> **Work to complete**
Lines before the one containing "Each instance receives one keypoint. Mark the wooden beam" are to be left out; that line and all after it, through the end of the material below, are to be written out exactly.

> **Data**
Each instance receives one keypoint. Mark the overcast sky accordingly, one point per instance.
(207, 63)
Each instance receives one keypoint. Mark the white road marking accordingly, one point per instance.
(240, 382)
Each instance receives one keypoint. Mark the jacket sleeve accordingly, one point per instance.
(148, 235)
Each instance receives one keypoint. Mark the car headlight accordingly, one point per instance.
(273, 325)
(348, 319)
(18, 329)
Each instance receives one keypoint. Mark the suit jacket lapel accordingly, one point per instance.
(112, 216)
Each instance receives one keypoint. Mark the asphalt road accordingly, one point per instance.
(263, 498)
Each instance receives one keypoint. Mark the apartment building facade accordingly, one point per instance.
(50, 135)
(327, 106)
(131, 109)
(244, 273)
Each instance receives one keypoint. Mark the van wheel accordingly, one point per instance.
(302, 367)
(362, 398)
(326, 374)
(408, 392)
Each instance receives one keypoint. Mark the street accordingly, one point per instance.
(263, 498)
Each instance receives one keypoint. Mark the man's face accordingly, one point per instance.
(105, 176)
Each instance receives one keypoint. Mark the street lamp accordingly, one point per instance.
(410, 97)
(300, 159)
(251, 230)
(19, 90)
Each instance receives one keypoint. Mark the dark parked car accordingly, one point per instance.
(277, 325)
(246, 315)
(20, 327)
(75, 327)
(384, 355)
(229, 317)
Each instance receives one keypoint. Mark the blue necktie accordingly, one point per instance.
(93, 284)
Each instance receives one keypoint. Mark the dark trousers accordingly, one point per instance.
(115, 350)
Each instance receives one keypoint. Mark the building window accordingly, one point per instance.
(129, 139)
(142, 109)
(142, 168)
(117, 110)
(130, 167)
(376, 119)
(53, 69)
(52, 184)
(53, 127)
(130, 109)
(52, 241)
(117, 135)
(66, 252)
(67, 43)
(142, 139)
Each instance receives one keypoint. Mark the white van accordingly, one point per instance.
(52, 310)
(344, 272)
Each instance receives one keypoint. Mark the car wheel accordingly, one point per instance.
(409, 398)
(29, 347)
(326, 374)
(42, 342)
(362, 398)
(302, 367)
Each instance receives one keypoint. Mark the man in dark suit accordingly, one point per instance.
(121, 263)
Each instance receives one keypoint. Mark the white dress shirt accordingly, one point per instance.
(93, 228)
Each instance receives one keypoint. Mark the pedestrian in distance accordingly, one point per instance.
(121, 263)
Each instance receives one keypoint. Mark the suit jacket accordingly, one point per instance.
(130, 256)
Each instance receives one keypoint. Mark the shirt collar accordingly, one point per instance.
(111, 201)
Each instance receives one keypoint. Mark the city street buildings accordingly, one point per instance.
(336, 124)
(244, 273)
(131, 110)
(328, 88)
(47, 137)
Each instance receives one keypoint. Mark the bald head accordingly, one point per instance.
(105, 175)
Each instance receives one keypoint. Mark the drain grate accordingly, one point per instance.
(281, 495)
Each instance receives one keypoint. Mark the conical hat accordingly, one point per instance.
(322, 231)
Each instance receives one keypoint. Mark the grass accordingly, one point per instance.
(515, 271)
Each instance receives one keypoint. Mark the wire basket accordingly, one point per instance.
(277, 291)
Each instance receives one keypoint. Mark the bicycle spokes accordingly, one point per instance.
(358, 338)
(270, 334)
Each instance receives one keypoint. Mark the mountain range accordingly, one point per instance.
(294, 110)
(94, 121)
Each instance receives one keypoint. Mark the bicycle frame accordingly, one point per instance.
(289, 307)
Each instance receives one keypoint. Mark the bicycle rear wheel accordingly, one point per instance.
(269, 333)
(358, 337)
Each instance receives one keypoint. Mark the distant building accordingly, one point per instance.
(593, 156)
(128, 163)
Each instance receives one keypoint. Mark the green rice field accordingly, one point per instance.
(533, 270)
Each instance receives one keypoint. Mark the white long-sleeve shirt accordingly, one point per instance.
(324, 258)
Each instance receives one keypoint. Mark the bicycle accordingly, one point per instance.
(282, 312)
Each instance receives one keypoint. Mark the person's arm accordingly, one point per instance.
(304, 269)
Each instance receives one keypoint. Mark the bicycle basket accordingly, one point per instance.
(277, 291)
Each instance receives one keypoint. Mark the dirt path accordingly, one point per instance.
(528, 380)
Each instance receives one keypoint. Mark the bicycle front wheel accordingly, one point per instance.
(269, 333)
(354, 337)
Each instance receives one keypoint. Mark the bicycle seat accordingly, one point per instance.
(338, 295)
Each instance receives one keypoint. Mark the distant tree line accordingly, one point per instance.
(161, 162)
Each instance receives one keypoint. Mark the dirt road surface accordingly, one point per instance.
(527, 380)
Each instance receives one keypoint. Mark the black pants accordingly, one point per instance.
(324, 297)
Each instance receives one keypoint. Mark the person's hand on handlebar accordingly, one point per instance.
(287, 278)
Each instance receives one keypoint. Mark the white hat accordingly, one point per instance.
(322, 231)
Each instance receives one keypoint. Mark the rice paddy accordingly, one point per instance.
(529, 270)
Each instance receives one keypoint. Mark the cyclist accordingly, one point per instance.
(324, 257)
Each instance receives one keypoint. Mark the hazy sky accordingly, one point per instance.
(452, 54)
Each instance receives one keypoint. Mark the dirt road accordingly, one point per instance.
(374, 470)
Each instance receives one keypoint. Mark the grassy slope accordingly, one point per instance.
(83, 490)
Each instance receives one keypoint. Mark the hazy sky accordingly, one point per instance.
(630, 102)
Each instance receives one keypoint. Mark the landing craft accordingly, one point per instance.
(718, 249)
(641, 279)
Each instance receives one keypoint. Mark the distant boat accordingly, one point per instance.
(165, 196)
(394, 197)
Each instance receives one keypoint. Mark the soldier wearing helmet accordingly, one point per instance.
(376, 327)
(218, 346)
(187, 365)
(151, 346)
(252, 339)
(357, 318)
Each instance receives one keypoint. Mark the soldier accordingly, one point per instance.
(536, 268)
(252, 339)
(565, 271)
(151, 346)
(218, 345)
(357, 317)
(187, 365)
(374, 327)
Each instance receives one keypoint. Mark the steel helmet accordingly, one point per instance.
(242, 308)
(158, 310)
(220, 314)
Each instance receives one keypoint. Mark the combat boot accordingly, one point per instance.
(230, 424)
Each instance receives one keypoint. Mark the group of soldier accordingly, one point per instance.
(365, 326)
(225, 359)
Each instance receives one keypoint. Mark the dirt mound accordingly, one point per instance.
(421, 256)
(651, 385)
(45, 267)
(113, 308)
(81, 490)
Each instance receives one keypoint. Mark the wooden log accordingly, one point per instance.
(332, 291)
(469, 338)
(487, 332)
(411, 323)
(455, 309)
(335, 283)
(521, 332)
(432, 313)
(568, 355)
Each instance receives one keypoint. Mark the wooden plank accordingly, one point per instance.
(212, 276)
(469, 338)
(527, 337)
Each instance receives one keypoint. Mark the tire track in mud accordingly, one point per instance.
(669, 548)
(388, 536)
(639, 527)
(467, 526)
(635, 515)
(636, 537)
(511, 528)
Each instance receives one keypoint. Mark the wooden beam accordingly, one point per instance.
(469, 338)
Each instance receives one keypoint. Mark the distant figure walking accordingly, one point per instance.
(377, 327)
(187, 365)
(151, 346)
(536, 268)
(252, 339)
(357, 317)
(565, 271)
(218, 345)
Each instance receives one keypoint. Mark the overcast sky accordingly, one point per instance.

> **Answer section**
Each instance receives one keypoint. Mark the wooden beam accordingly, one point per instance.
(469, 338)
Each instance receives one keypoint. Mark the distant figure walking accordingly, one point per instance.
(377, 327)
(187, 365)
(151, 346)
(536, 268)
(252, 339)
(357, 317)
(565, 271)
(218, 345)
Each instance receives one keypoint. Mark the overcast sky accordingly, one point per instance.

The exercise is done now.